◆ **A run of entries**

———

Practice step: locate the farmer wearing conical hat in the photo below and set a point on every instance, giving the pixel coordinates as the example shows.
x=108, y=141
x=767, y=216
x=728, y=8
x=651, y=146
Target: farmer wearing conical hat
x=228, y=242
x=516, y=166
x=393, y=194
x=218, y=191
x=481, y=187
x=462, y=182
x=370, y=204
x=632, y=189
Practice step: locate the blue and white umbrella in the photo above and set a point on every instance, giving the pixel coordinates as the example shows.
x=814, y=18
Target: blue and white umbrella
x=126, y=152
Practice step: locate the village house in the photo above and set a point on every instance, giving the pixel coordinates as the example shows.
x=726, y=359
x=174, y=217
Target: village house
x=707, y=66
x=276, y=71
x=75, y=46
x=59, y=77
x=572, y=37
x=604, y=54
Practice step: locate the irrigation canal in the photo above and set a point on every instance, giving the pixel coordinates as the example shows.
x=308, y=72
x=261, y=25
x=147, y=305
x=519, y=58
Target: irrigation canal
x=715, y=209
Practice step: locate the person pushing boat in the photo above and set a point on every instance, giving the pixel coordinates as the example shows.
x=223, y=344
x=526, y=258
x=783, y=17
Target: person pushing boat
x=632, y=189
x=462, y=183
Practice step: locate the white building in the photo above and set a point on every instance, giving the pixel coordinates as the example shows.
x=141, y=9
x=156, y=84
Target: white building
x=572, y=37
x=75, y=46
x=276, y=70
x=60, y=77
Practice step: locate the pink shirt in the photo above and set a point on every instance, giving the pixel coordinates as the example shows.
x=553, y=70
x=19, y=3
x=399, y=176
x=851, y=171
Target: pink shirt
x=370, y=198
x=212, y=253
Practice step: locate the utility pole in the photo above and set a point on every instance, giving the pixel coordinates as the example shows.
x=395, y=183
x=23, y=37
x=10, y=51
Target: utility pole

———

◆ **WHAT YOU HAVE TO DO**
Update the entries above by writing them out again with "set a point" replaced by "place a marker" wherever it occurs, leaving everything else unchanged.

◆ **SOLUTION TO THE EXERCISE**
Practice step: locate the farmer wearing conical hat in the photo below and place a marker on every instance, giving the pixel coordinates as the example shows.
x=108, y=141
x=767, y=216
x=728, y=8
x=651, y=146
Target: farmer wearing conical hat
x=228, y=242
x=516, y=166
x=393, y=194
x=218, y=191
x=481, y=187
x=462, y=182
x=370, y=204
x=632, y=189
Practice step: locate the blue and white umbrella in the photo above and place a marker on every instance, giving the pixel coordinates as the example shows.
x=814, y=18
Target: blue and white umbrella
x=126, y=152
Practice step: locate the village house in the photo above and place a marker on every instance, giving the pixel coordinates as the example shows.
x=726, y=359
x=174, y=217
Target: village house
x=707, y=66
x=276, y=71
x=75, y=46
x=59, y=77
x=572, y=37
x=604, y=54
Practice step: locate the irrigation canal in the photo above and place a marker on every instance, giving the pixel coordinates as the example shows.
x=308, y=72
x=261, y=25
x=147, y=305
x=519, y=58
Target: irrigation canal
x=715, y=209
Practice step: locate the person pushing boat in the photo above and place a marker on every instance, giving the pixel coordinates as the example shows.
x=223, y=344
x=526, y=258
x=783, y=17
Target: person pushing boat
x=632, y=189
x=462, y=183
Practice step: locate the white building in the photo above and place a marker on every instance, giving the pixel coordinates as the example shows.
x=141, y=9
x=156, y=84
Target: white building
x=572, y=37
x=75, y=46
x=276, y=70
x=60, y=77
Practice step: locate the pink shirt in the photo above and place a marker on every instance, giving the pixel coordinates as the example shows.
x=553, y=70
x=19, y=3
x=399, y=176
x=851, y=171
Target: pink shirt
x=370, y=198
x=212, y=253
Practice step: locate the utility pole in the photo above and place a marker on every instance, giving the pixel coordinates as the example shows.
x=395, y=183
x=23, y=37
x=10, y=51
Target: utility pole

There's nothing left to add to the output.